* **INSTRUCTIONS TO FOLLOW**
Return the listing below unchanged, minus its pictures.

........

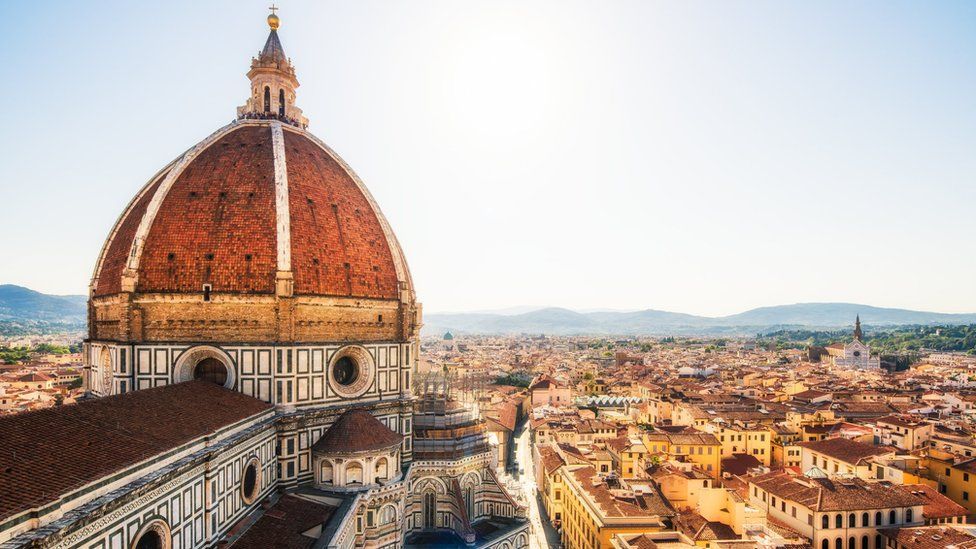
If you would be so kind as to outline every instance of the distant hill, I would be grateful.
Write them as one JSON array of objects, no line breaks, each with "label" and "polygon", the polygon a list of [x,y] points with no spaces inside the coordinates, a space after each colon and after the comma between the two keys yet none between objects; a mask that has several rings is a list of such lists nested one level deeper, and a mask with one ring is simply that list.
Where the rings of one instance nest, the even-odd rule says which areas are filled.
[{"label": "distant hill", "polygon": [[797,303],[760,307],[724,317],[695,316],[648,309],[633,312],[588,312],[546,308],[521,314],[431,313],[424,334],[446,331],[476,334],[549,335],[751,335],[789,327],[841,328],[861,316],[866,326],[972,324],[976,314],[948,314],[888,309],[855,303]]},{"label": "distant hill", "polygon": [[23,286],[0,284],[0,320],[84,324],[87,299],[83,295],[48,295]]}]

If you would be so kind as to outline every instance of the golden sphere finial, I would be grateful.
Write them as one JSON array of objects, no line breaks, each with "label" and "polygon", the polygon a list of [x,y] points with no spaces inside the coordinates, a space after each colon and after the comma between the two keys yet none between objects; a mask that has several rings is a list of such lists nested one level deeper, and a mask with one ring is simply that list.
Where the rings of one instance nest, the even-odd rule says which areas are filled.
[{"label": "golden sphere finial", "polygon": [[278,7],[271,4],[271,7],[268,9],[271,10],[271,15],[268,16],[268,26],[271,27],[271,30],[278,30],[278,27],[281,26],[281,20],[278,19],[278,15],[275,13],[278,11]]}]

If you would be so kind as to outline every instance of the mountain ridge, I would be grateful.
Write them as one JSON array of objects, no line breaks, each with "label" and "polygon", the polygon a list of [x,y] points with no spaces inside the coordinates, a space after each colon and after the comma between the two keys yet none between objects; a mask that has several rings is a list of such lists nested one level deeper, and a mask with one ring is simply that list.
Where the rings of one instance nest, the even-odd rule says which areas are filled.
[{"label": "mountain ridge", "polygon": [[0,284],[0,320],[84,322],[87,301],[83,295],[50,295],[15,284]]},{"label": "mountain ridge", "polygon": [[[0,284],[0,321],[84,323],[87,297],[49,295],[23,286]],[[937,313],[844,302],[793,303],[756,307],[732,315],[708,317],[657,309],[574,311],[564,307],[509,307],[505,312],[428,313],[424,334],[547,335],[753,335],[788,328],[852,327],[855,316],[865,326],[976,324],[976,313]],[[506,314],[506,312],[512,311]],[[515,312],[523,311],[523,312]]]},{"label": "mountain ridge", "polygon": [[750,335],[781,328],[843,328],[856,316],[869,326],[971,324],[976,313],[936,313],[858,303],[793,303],[757,307],[732,315],[707,317],[644,309],[581,313],[546,307],[527,313],[428,313],[424,332],[472,334],[541,333],[549,335]]}]

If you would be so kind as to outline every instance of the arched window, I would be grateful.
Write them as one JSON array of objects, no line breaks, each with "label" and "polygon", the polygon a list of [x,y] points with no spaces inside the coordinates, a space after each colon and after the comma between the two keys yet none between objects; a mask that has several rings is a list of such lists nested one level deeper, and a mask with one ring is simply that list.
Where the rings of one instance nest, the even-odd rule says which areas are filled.
[{"label": "arched window", "polygon": [[349,465],[346,465],[346,484],[362,484],[363,483],[363,466],[359,462],[354,461]]},{"label": "arched window", "polygon": [[854,536],[851,536],[850,538],[848,538],[848,540],[847,540],[847,549],[857,549],[857,540],[854,539]]},{"label": "arched window", "polygon": [[834,548],[835,549],[844,549],[844,539],[843,538],[837,538],[837,541],[834,542]]},{"label": "arched window", "polygon": [[437,494],[433,491],[424,494],[424,528],[433,530],[437,521]]},{"label": "arched window", "polygon": [[464,489],[464,508],[468,513],[468,520],[474,520],[474,494],[470,486]]},{"label": "arched window", "polygon": [[868,537],[867,536],[863,536],[861,538],[861,549],[869,549],[868,548]]},{"label": "arched window", "polygon": [[332,484],[332,481],[335,478],[335,472],[332,468],[332,464],[328,461],[323,461],[320,471],[321,473],[319,474],[319,478],[322,479],[322,484]]},{"label": "arched window", "polygon": [[820,549],[830,549],[830,541],[825,539],[820,542]]},{"label": "arched window", "polygon": [[172,545],[169,525],[161,519],[154,520],[142,527],[136,534],[132,544],[133,549],[165,549]]},{"label": "arched window", "polygon": [[376,480],[386,480],[390,474],[390,467],[387,464],[386,458],[380,458],[376,460]]},{"label": "arched window", "polygon": [[855,515],[854,513],[851,513],[850,515],[847,515],[847,527],[848,528],[856,528],[857,527],[857,515]]},{"label": "arched window", "polygon": [[881,534],[878,534],[877,536],[874,536],[874,548],[875,549],[884,549],[884,545],[881,544]]},{"label": "arched window", "polygon": [[271,88],[264,87],[264,112],[271,112]]},{"label": "arched window", "polygon": [[159,532],[149,530],[136,542],[136,549],[163,549],[163,538]]},{"label": "arched window", "polygon": [[285,115],[285,90],[278,90],[278,116]]},{"label": "arched window", "polygon": [[874,514],[874,525],[881,526],[881,511]]},{"label": "arched window", "polygon": [[911,522],[911,521],[912,521],[912,510],[911,509],[906,509],[905,510],[905,522]]},{"label": "arched window", "polygon": [[837,513],[837,516],[834,517],[834,528],[843,528],[843,527],[844,527],[844,515]]},{"label": "arched window", "polygon": [[[871,526],[871,517],[867,513],[861,515],[861,526]],[[867,547],[864,549],[867,549]]]},{"label": "arched window", "polygon": [[380,509],[380,524],[392,524],[396,522],[396,507],[387,505]]},{"label": "arched window", "polygon": [[894,510],[894,509],[892,509],[892,510],[891,510],[891,511],[890,511],[890,512],[888,513],[888,524],[894,524],[896,520],[897,520],[897,519],[896,519],[896,517],[895,517],[895,510]]},{"label": "arched window", "polygon": [[[824,515],[823,517],[821,517],[821,519],[820,519],[820,527],[823,528],[823,529],[825,529],[825,530],[827,528],[830,528],[830,517],[828,517],[827,515]],[[827,540],[824,540],[824,543],[827,543]]]}]

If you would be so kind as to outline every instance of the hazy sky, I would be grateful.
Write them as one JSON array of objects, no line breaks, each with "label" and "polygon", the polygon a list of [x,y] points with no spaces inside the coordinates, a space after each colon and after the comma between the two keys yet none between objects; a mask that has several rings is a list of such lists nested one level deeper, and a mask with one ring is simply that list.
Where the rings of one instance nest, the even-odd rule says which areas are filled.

........

* **RESPONSE**
If you would be so kind as to outline every instance of the distant hill, I would be grateful.
Write them as one JSON array of objects, no line breaks, each with "label" and "polygon", the polygon a list of [x,y] points with no spaces inside the coordinates, a space after each colon and after the comma between the two keys yet none between objects; a mask that has several rings is a list of such lists nested one level deeper, and a mask with one ring is simply that list.
Where the rings of one instance nest, the even-odd rule says which areas are filled.
[{"label": "distant hill", "polygon": [[797,303],[760,307],[724,317],[695,316],[648,309],[633,312],[588,312],[546,308],[521,314],[431,313],[424,334],[446,331],[476,334],[549,335],[751,335],[789,327],[841,328],[861,316],[866,326],[972,324],[976,314],[948,314],[888,309],[855,303]]},{"label": "distant hill", "polygon": [[23,286],[0,284],[0,320],[84,324],[87,299],[83,295],[48,295]]}]

If you would be so kind as to outline every instance of the golden sphere finial, I would be grateful.
Write them as one JSON array of objects, no line breaks, each with "label" and "polygon", the polygon a list of [x,y] points with no spaces inside the coordinates, a space after each colon and after the comma between the two keys yet none between objects; a mask that has several rings is a list of such lists nested one level deeper, and a mask with one ring is simply that list.
Where the rings of one instance nest, the even-odd rule says which areas are filled.
[{"label": "golden sphere finial", "polygon": [[278,7],[271,4],[271,7],[268,9],[271,10],[271,15],[268,16],[268,26],[271,27],[271,30],[278,30],[278,27],[281,26],[281,20],[278,19],[278,15],[275,13],[278,11]]}]

If you would be so kind as to outline every instance of the mountain ridge, I would be grateful.
Write them as one JSON array of objects, no line breaks, each with "label" and "polygon", the polygon a list of [x,y] points with no spaces inside the coordinates, a space after each colon and after the comma between the two keys yet none between objects; a mask that has several rings is a list of such lists nested one level deeper, and a mask with one ring is simply that list.
Where the rings of one instance nest, the even-odd rule says which areas are filled.
[{"label": "mountain ridge", "polygon": [[0,284],[0,320],[84,322],[87,301],[83,295],[50,295],[15,284]]},{"label": "mountain ridge", "polygon": [[[0,284],[0,321],[84,323],[87,297],[49,295],[23,286]],[[937,313],[844,302],[793,303],[756,307],[732,315],[708,317],[657,309],[574,311],[564,307],[509,307],[505,312],[428,313],[424,334],[547,335],[753,335],[788,328],[852,327],[855,316],[865,326],[976,324],[976,313]],[[506,314],[506,312],[512,311]],[[515,312],[523,311],[523,312]]]},{"label": "mountain ridge", "polygon": [[750,335],[781,328],[843,328],[856,316],[869,326],[971,324],[976,313],[936,313],[858,303],[793,303],[757,307],[732,315],[707,317],[644,309],[581,313],[546,307],[527,313],[428,313],[424,332],[472,334],[541,333],[549,335]]}]

If you would be so kind as to outline every instance of the arched window, I would be grateful.
Write them as one JSON array of objects, no line breaks, each with "label" and "polygon", the polygon a list of [x,y] points with no spaces inside the coordinates, a space after each colon and after the comma between the two keys yet none between objects; a mask that has several rings is a list of such lists nested one level deeper, and a mask with one ring is simply that list.
Where the rings of one instance nest, the even-odd rule says which areas are filled.
[{"label": "arched window", "polygon": [[349,465],[346,465],[346,484],[362,484],[363,483],[363,466],[359,462],[354,461]]},{"label": "arched window", "polygon": [[854,536],[851,536],[850,538],[848,538],[848,540],[847,540],[847,549],[857,549],[857,540],[854,539]]},{"label": "arched window", "polygon": [[834,548],[835,549],[844,549],[844,539],[843,538],[837,538],[837,541],[834,542]]},{"label": "arched window", "polygon": [[437,494],[433,491],[424,494],[424,528],[433,530],[437,521]]},{"label": "arched window", "polygon": [[464,489],[464,508],[468,513],[468,520],[474,520],[474,494],[470,486]]},{"label": "arched window", "polygon": [[868,537],[867,536],[863,536],[861,538],[861,549],[869,549],[868,548]]},{"label": "arched window", "polygon": [[332,484],[332,481],[335,478],[335,472],[332,468],[332,464],[328,461],[323,461],[320,471],[321,473],[319,474],[319,478],[322,479],[322,484]]},{"label": "arched window", "polygon": [[820,549],[830,549],[830,541],[825,539],[820,542]]},{"label": "arched window", "polygon": [[172,545],[169,525],[161,519],[154,520],[142,527],[136,534],[132,544],[133,549],[165,549]]},{"label": "arched window", "polygon": [[376,480],[386,480],[390,474],[390,467],[387,464],[386,458],[380,458],[376,460]]},{"label": "arched window", "polygon": [[855,515],[854,513],[851,513],[850,515],[847,515],[847,527],[848,528],[856,528],[857,527],[857,515]]},{"label": "arched window", "polygon": [[881,534],[878,534],[877,536],[874,536],[874,548],[875,549],[884,549],[884,545],[881,544]]},{"label": "arched window", "polygon": [[271,88],[264,87],[264,112],[271,112]]},{"label": "arched window", "polygon": [[159,532],[149,530],[136,542],[136,549],[163,549],[163,538]]},{"label": "arched window", "polygon": [[285,115],[285,90],[278,90],[278,116]]},{"label": "arched window", "polygon": [[874,514],[874,525],[881,526],[881,511]]},{"label": "arched window", "polygon": [[911,522],[911,521],[912,521],[912,510],[911,509],[906,509],[905,510],[905,522]]},{"label": "arched window", "polygon": [[837,513],[837,516],[834,517],[834,528],[843,528],[843,527],[844,527],[844,515]]},{"label": "arched window", "polygon": [[[871,526],[871,517],[867,513],[861,515],[861,526]],[[867,547],[864,549],[867,549]]]},{"label": "arched window", "polygon": [[380,509],[380,524],[392,524],[396,522],[396,507],[387,505]]},{"label": "arched window", "polygon": [[894,510],[894,509],[892,509],[892,510],[891,510],[891,511],[890,511],[890,512],[888,513],[888,524],[894,524],[896,520],[897,520],[897,519],[896,519],[896,517],[895,517],[895,510]]},{"label": "arched window", "polygon": [[[824,515],[823,517],[821,517],[821,519],[820,519],[820,527],[823,528],[823,529],[825,529],[825,530],[827,528],[830,528],[830,517],[828,517],[827,515]],[[827,540],[824,540],[824,543],[827,543]]]}]

If you would be so kind as to outline every instance of the hazy sky, I would be grateful.
Write them as one JSON array of objects, no line breaks, each with "label" and "polygon", the polygon a list of [x,y] points with no spaces inside the coordinates, a space after each colon and after the comma between the two keys yet none between objects; a mask that has several rings is a list of such lists nested one level deeper, and a mask with one ring is simply that list.
Where the rings of one instance nest, the even-odd rule says which areas are filled.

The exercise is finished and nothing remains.